___ PASSAGE GIVEN ___
Chicago Sports Exchange: It’s Hard For Cub Fans To Say Goodbye, Bulls Fans To Say Hello

The Chicago Sports Exchange provides a brief look at each pro team in the Chi each week and decides whether fans should “buy,” “sell,” or “hold” their investments in each team. Check back for more CSE reports each Monday.

By Drew Stevens (@lookwhatdrewdid)

Cub fans bid adieu last week to the piece de resistance of their team’s revival while Bulls enthusiasts — mostly — welcomed a player they hope will help fuel their own team’s resurgence. 

At the same time, while bestowed a break from their bungling team, Bears supporters were no less ornery. Their aggravation was simply redirected from those on the field and behind the sideline to the person who oversees it all. 

Such was the week within the Chicago sports landscape. 

HOLD – AK Staying Low, Building With Sensible Moves

Arturas Karnisovas is nothing if not forthright.

A champion of offensive fluidity and positional versatility, the Chicago Bulls executive vice president of basketball operations stuck at No. 4 in last week’s NBA draft and landed on near-complete unknown Patrick Williams rather than the idea of trading up for one of the three more conspicuous players selected ahead of him on draft night. Anthony Edwards, James Wiseman and LaMelo Ball each possess a singular skill that’s more spectacular than any within the 19-year-old’s repertoire. Yet neither Edwards, Wiseman nor Ball project to be as multi-functional as the former Florida State Seminole and ACC Sixth Man of the Year. 

By that same token, it made sense that Karnisovas plucked well-rounded veteran Garrett Temple from the very free-agent pool into which he pushed the more defensive-minded Kris Dunn, who is now a reported Atlanta signee. So too, did AK’s decision to extend a qualifying offer to Denzel Valentine who, like Temple, can shoot, pass and contribute to solid team defense.

Every move Karnisovas has made to this point jives with his basketball philosophy. They also seem to imply his vote of confidence in either the playmaking of Coby White, the underachieving but uber talented tandem of Lauri Markkanen and Wendell Carter Jr., or both. The latter is contingent upon Williams and his degree of resiliency, especially considering his rookie campaign will commence without the benefit of a single summer league exhibition.
___
◆ CHALLENGE 1:
Copy the lines of the records again, without changes, from the line containing "Args: query, the phrase to segment: black glove" up to and including the line containing "M146 81L146 76L144".
___ DATASET RECORDS ___
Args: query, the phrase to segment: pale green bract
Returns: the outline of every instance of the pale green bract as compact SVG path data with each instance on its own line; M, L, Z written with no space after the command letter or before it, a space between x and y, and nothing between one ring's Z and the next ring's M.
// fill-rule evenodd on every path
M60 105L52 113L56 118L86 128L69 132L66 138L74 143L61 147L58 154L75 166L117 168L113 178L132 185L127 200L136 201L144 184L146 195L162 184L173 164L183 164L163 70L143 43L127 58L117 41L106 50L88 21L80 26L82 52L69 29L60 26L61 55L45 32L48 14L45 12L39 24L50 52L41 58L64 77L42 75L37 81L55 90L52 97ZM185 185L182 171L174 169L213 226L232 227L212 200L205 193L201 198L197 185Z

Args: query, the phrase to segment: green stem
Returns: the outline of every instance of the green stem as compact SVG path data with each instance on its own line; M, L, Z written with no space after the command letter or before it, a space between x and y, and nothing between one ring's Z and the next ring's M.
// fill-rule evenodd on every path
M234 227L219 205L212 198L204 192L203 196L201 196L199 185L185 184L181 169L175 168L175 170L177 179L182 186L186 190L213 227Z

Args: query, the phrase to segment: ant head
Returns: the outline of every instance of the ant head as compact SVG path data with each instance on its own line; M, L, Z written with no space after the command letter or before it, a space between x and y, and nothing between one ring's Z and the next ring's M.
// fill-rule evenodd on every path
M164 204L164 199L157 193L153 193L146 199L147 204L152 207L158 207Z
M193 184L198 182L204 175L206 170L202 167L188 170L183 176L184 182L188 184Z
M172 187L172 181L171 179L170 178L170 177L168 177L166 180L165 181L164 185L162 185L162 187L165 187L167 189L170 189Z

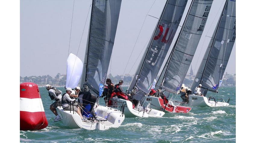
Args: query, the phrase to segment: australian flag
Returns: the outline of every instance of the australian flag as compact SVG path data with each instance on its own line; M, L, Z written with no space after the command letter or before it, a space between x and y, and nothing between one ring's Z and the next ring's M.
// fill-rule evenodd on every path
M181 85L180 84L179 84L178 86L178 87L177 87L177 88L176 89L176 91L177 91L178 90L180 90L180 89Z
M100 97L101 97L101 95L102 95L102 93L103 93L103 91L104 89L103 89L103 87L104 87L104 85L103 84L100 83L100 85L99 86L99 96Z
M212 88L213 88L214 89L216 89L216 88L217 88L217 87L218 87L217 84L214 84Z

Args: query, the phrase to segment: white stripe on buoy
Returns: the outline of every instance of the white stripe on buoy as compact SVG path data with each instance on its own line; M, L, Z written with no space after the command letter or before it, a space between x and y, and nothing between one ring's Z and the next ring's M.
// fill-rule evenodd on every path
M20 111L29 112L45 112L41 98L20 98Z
___
___ DATASET RECORDS ___
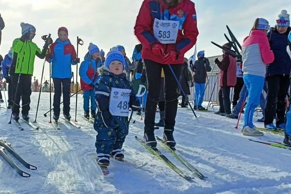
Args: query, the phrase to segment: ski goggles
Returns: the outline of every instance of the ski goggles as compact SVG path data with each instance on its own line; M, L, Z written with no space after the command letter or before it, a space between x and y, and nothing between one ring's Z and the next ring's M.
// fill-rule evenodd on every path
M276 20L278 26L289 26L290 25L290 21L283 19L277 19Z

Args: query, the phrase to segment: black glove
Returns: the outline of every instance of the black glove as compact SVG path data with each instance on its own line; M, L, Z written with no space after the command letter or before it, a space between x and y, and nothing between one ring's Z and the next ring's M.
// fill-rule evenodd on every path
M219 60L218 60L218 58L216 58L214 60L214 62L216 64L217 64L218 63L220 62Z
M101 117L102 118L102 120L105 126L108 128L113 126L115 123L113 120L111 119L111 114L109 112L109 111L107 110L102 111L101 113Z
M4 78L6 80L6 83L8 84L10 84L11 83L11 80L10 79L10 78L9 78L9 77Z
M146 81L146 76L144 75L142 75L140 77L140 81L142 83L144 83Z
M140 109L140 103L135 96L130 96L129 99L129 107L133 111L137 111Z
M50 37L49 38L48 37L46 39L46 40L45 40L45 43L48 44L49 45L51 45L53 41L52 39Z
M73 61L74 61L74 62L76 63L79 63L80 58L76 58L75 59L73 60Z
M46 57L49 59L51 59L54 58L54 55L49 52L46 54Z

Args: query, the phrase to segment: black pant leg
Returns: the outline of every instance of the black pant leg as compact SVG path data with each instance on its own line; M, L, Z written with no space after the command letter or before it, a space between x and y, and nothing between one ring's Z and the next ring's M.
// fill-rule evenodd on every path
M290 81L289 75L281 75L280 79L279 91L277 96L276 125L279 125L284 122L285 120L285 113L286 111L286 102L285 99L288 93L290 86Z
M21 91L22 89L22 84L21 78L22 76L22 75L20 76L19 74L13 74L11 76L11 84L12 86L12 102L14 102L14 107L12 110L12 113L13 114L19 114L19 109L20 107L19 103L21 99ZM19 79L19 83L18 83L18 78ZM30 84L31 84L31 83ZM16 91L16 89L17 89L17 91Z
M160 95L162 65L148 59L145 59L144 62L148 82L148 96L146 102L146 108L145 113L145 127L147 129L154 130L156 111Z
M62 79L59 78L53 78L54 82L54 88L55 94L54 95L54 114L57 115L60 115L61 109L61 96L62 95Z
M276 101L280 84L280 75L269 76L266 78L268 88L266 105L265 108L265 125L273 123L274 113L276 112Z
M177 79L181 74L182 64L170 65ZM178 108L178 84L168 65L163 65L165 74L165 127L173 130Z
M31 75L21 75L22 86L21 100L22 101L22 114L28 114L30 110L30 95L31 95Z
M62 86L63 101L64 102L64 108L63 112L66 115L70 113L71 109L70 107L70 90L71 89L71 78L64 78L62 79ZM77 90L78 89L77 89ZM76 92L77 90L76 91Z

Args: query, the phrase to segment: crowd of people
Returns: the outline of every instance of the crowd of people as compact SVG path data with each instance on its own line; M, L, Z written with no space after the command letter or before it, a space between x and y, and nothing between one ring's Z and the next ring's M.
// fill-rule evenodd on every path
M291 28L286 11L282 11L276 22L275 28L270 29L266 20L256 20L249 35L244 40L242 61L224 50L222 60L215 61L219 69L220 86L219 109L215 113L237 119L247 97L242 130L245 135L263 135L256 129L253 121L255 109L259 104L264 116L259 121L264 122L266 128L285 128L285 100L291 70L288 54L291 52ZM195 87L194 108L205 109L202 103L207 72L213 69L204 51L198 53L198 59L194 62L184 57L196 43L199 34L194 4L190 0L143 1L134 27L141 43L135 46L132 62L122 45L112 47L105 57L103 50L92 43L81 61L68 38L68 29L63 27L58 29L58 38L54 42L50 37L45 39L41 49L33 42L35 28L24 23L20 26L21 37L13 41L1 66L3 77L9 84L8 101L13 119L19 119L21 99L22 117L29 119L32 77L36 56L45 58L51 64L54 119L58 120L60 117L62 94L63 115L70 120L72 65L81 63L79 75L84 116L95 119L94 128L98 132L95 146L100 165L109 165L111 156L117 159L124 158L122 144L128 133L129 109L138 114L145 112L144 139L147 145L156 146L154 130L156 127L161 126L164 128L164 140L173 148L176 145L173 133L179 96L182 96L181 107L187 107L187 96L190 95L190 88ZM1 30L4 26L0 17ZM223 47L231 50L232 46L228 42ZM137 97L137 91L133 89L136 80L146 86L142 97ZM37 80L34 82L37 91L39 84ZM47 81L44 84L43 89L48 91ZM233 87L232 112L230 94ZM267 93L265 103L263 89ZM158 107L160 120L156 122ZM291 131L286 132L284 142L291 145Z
___
◆ CHALLENGE 2:
According to the Chicago sports column, why did Karnisovas stay at No. 4 and take Patrick Williams rather than trade up for Anthony Edwards, James Wiseman or LaMelo Ball?

◆ RESPONSE 1:
Args: query, the phrase to segment: black glove
Returns: the outline of every instance of the black glove as compact SVG path data with each instance on its own line; M, L, Z written with no space after the command letter or before it, a space between x and y, and nothing between one ring's Z and the next ring's M.
// fill-rule evenodd on every path
M219 60L218 60L218 58L216 58L214 60L214 62L216 64L217 64L218 63L220 62Z
M101 117L102 118L102 120L105 126L108 128L113 126L115 123L113 120L111 119L111 114L109 112L109 111L107 110L102 111L101 113Z
M4 78L6 80L6 83L8 84L10 84L11 83L11 80L10 79L10 78L9 78L9 77Z
M146 81L146 76L144 75L142 75L140 77L140 81L142 83L144 83Z

◆ RESPONSE 2:
Karnisovas champions offensive fluidity and positional versatility. Each of those three players has a singular skill more spectacular than any of Williams's, but none of them projects to be as multi-functional as Williams.